Problems to solve »
(A) Answer these questions from the Samsung article:
(i) How many people worldwide does it say the virus had infected?
(ii) For which products does Samsung still plan to launch new models in the latter half of the year?
(iii) By how much does Sanjeev Rana expect server DRAM prices to go up?
(B) Rewrite the stretch of the Samsung article from "Samsung says it" through "Korean multinational conglomerate.", swapping "tech giant" for "electronics maker".
(C) Write the next part of the Samsung article, picking up after its final sentence.

Tech

Samsung says it expects Q2 smartphone and TV sales to 'decline significantly' due to coronavirus

Key Points
  • Samsung Electronics said Wednesday it expects a decline in overall earnings for the three months ending in June due to the coronavirus pandemic. 
  • The tech giant warned sales and profits of smartphones and TVs are "expected to decline significantly as COVID-19 affects demand and leads to store and plant closures globally."
  • But as millions around the world are being forced to stay indoors, Samsung's main profit-making memory business stands to benefit.

In this article

    Samsung logo at store in Shanghai. A South Korean multinational conglomerate.
    Alex Tai | SOPA Images | LightRocket | Getty Images

    Samsung Electronics said Wednesday it expects a decline in overall earnings for the three months ending in June due to the coronavirus pandemic. 

    The virus, which causes the disease Covid-19, has infected more than 3.1 million people worldwide in just a few months and killed over 216,000. 

    Samsung warned sales and profits of smartphones and TVs are "expected to decline significantly as COVID-19 affects demand and leads to store and plant closures globally." It added that there is a possibility it might delay or cut back its investment in 5G technology.

    Still, Samsung said it plans to go ahead with the launch of new models for its foldable smartphones and the Galaxy Note in the latter half of the year despite lingering uncertainties. 

    Other tech companies, including Apple, have issued similar warnings as the global economic downturn caused by the virus outbreak forces people to cut back on nonessential spending. 

    But as millions around the world are being forced to stay indoors, Samsung's main profit-making memory business stands to benefit.

    The tech giant said it expects continued robust demand for its chips used in servers and PCs as more people work from home, consume streaming content and participate in online education. Samsung's memory components are used in data centers, PCs and smartphones. 

    Memory chip makers are benefiting from investments in data centers by companies like Amazon, Microsoft and Google, according to Sanjeev Rana, a senior analyst at CLSA. 

    "For the time being, I think this trend will continue," he told CNBC's "Squawk Box" on Wednesday. "We have strong visibility into the second quarter orders and pricing. We think that prices, especially for the server DRAM, will go up by like 20% to 30%."

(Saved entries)
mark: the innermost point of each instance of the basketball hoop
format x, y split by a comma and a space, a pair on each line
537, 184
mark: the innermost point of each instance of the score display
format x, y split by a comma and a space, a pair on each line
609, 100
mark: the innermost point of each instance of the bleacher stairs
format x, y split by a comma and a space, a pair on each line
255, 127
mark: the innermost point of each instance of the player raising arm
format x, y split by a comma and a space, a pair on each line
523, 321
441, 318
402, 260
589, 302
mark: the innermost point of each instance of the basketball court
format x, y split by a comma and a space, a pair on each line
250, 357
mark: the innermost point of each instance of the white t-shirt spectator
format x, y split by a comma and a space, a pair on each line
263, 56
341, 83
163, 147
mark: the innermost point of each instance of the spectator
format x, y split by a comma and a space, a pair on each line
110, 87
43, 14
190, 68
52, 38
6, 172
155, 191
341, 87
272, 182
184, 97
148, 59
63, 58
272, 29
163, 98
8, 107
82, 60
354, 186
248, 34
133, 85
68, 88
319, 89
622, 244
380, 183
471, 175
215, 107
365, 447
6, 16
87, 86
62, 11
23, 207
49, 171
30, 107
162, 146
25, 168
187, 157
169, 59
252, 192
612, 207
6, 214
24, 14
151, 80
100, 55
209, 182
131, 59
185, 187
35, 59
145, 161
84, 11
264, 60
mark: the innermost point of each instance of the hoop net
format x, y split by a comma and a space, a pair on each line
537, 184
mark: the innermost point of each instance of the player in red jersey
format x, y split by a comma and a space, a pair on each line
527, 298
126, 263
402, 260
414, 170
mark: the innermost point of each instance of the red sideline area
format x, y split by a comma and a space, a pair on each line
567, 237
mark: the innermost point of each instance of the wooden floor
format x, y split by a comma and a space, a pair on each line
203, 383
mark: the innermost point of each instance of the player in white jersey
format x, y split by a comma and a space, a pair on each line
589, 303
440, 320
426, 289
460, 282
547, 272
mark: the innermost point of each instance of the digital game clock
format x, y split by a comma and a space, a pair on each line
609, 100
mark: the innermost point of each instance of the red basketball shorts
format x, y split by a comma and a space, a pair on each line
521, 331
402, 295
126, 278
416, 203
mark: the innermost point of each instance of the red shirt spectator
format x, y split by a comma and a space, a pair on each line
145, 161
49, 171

Answers given »
(A)
(i) More than 3.1 million people.
(ii) Its foldable smartphones and the Galaxy Note.
(iii) By like 20% to 30%.

(B)
Samsung says it expects Q2 smartphone and TV sales to 'decline significantly' due to coronavirus

Key Points
  • Samsung Electronics said Wednesday it expects a decline in overall earnings for the three months ending in June due to the coronavirus pandemic. 
  • The electronics maker warned sales and profits of smartphones and TVs are "expected to decline significantly as COVID-19 affects demand and leads to store and plant closures globally."
  • But as millions around the world are being forced to stay indoors, Samsung's main profit-making memory business stands to benefit.

In this article

    Samsung logo at store in Shanghai. A South Korean multinational conglomerate.

(C)
    DRAM memory is used in computers and servers to run various applications at the same time.

    Looking ahead to the second quarter, the Company expects the memory business to remain solid, but overall earnings are likely to decline from the previous quarter because COVID-19 will significantly impact demand for several of its core products.
    Samsung Electronics

    Beyond the second quarter, Rana said there's less visibility on how demand and price for memory chips will affect earnings for companies like Samsung, but he expects third-quarter numbers to "hold up well." Once the Covid-19 crisis is over, there could be some deceleration in demand in the second half, he explained. 

    For its part, Samsung signaled an optimistic outlook for the memory business. 

    "Looking ahead to the second quarter, the Company expects the memory business to remain solid, but overall earnings are likely to decline from the previous quarter because COVID-19 will significantly impact demand for several of its core products," Samsung said in a statement. 

    Samsung added that in the second half of the year, uncertainties will persist as "the duration and impact of the pandemic remain unknown."

    For the three months ended in March, Samsung reported its operating profit was 6.45 trillion Korean won (almost $5.3 billion), in line with earlier guidance, as earnings from the memory business offset the weakness in its consumer electronics division and display business. Revenue came in at 55.33 trillion won.

    Samsung shares gave up earlier gains of 0.6% to trade down 0.2%.